Supplied material
----

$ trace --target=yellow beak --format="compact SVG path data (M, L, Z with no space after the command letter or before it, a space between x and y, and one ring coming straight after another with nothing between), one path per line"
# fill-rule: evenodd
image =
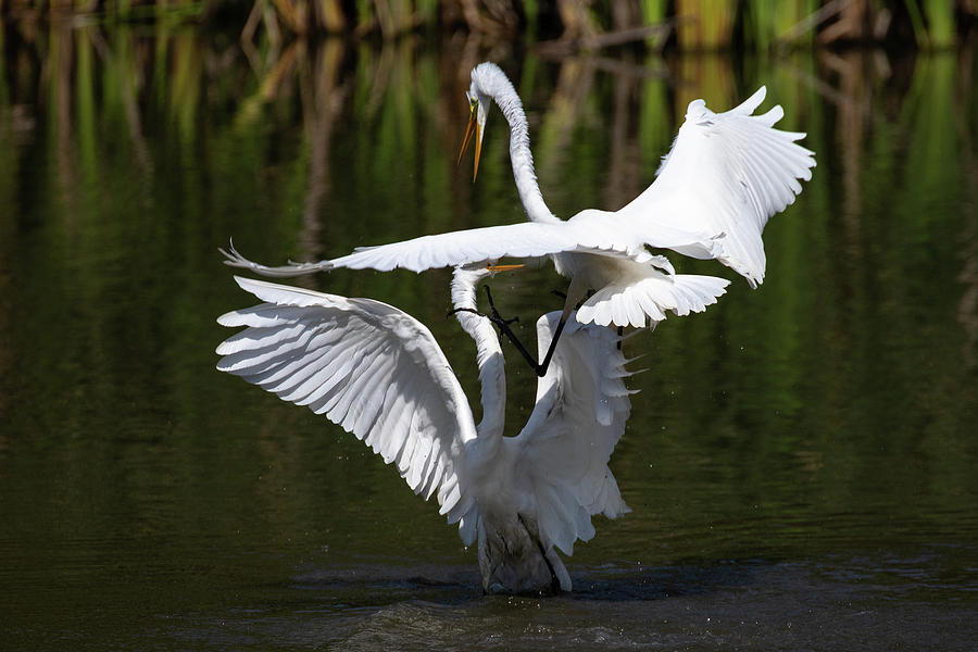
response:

----

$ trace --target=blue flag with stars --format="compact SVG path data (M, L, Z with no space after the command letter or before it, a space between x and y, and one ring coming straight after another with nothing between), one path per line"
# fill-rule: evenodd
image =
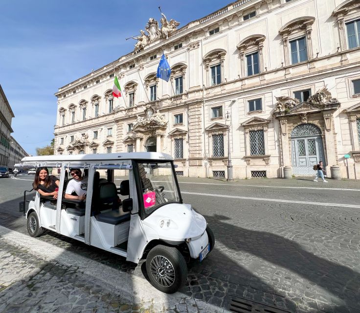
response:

----

Stated task
Which lines in the data above contain the word "another"? Show each of them in full.

Solution below
$ trace --target=yellow beak --format="compact SVG path data (M, L, Z with no space after the command letter or before it, a space between x and y, and one ring coming straight after another with nothing between), one path per line"
$ trace --target=blue flag with stars --format="compact SVG path data (M, L, Z with no space after the command letter or before it, a space between x and y, and one ring coming straight after another with nothing between), one path per line"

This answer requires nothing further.